THE INPUT ▸
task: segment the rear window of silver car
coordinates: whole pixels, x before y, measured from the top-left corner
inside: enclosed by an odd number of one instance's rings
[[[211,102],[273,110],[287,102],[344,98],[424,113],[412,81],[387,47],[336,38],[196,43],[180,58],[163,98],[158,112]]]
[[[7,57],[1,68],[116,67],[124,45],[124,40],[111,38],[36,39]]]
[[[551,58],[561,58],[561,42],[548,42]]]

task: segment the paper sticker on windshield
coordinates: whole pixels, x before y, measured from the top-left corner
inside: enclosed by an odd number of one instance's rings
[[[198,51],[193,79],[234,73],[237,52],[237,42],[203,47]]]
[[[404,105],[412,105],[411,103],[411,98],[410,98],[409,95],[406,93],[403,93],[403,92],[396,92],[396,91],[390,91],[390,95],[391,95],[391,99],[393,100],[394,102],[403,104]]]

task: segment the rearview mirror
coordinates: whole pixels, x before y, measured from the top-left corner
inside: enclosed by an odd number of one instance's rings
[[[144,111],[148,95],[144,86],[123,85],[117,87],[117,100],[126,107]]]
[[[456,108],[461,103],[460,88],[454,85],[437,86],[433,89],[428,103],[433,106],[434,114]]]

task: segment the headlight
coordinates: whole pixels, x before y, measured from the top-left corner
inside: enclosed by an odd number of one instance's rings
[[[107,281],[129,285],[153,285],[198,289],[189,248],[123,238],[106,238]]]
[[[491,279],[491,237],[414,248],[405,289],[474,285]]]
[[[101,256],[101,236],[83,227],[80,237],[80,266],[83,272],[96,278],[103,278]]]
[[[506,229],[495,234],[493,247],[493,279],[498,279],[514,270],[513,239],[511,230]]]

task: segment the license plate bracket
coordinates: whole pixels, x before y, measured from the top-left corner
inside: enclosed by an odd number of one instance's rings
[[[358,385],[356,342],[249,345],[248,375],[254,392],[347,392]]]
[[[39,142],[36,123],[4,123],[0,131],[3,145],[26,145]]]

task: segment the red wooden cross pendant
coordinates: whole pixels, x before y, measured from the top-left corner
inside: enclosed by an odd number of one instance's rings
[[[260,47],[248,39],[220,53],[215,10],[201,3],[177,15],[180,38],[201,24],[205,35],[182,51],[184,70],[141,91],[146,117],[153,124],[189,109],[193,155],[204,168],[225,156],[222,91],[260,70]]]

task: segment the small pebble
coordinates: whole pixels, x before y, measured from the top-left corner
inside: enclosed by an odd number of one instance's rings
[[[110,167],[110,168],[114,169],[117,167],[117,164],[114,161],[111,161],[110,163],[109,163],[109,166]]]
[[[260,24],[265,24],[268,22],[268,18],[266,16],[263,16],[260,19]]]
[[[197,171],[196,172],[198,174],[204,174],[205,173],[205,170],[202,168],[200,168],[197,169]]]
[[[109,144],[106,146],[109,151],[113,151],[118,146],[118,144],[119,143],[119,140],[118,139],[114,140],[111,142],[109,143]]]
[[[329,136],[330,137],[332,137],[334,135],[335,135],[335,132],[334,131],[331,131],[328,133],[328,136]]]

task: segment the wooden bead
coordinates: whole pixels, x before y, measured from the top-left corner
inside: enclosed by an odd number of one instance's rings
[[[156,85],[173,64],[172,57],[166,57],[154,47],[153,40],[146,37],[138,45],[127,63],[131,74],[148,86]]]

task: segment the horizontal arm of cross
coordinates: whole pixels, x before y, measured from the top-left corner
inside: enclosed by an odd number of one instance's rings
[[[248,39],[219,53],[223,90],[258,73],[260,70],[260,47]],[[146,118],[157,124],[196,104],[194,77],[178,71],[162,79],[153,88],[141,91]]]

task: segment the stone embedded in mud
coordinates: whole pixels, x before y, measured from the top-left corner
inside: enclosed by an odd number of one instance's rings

...

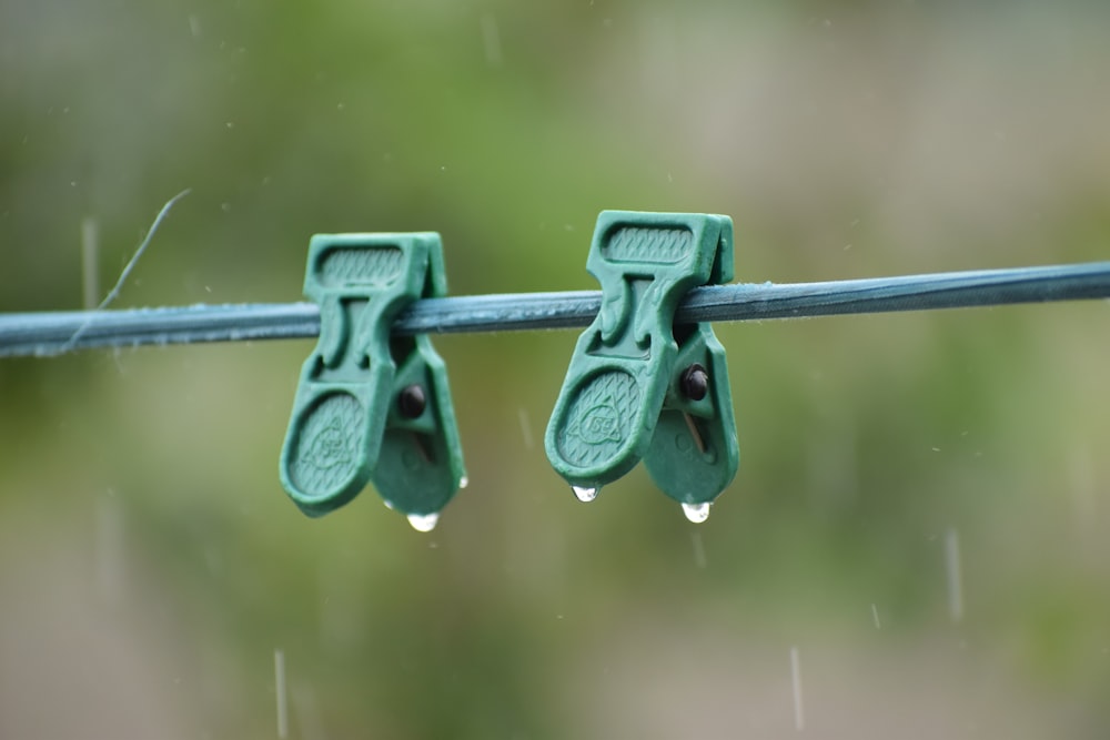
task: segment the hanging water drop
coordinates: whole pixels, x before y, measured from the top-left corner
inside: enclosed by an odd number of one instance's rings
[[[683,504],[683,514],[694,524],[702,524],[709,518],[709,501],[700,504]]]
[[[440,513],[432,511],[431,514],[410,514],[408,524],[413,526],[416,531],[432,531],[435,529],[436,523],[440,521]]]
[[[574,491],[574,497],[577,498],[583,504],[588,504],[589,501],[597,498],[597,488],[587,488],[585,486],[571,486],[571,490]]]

WORK TO COMPLETE ▸ Rewrite the data from the line with "task: segment the rear window of silver car" to the line with "[[[39,142],[36,123],[4,123],[0,131],[3,145],[26,145]]]", both lines included, keeping every line in place. Multiply each coordinate in the polygon outlines by 0.6 and round it to a whole number, rounding halves up, while leaving all other text unchanged.

THE ANSWER ▸
task: segment the rear window of silver car
coordinates: whole pixels, x before y, measured from the top-left corner
inside: enclosed by an odd number of one instance's rings
[[[127,61],[164,66],[172,61],[206,59],[254,68],[247,49],[232,28],[202,23],[118,26],[108,35],[98,59],[95,67]]]
[[[4,34],[1,41],[70,40],[74,27],[74,24],[67,23],[22,23]]]
[[[331,35],[337,35],[337,25],[329,25]]]

task: segment the paper sticker on windshield
coordinates: whole pixels, x before y, measured from the top-left corner
inside: enclosed by an odd number of one instance's rings
[[[119,31],[116,47],[140,44],[142,31],[142,25],[122,28]]]
[[[242,63],[247,63],[247,62],[247,59],[246,59],[245,57],[244,56],[242,56],[242,55],[238,55],[238,55],[234,55],[234,57],[235,57],[235,59],[236,60],[236,61],[242,62]]]

task: segment the rearview mirror
coordinates: whole pixels, x before y, measured from the top-left corner
inside: enclosed by an odd number of one instance's rings
[[[86,67],[89,57],[86,52],[74,51],[70,52],[70,60],[76,64]]]
[[[274,65],[277,62],[276,53],[272,51],[262,52],[260,53],[257,62],[260,64],[260,68]]]

task: segment the headlight
coordinates: whole pixels, x before y, measured from the top-left corner
inside: enclosed by an odd number of one instance's rings
[[[64,169],[77,171],[92,171],[119,173],[113,149],[74,143],[64,143]]]
[[[295,167],[295,142],[248,149],[243,173],[284,171]]]
[[[61,154],[61,142],[50,136],[48,142],[48,160],[50,163],[58,167],[62,167]]]
[[[304,137],[297,140],[296,148],[296,167],[299,167],[308,162],[308,143],[307,138]]]

task: segment the license plate bracket
coordinates: whole pixels, x before y, measured from the top-left corner
inside: enclosed by an odd number of one instance's rings
[[[215,231],[214,205],[149,207],[149,225],[152,235],[208,235]]]
[[[23,85],[22,74],[2,74],[0,79],[2,87],[16,87]]]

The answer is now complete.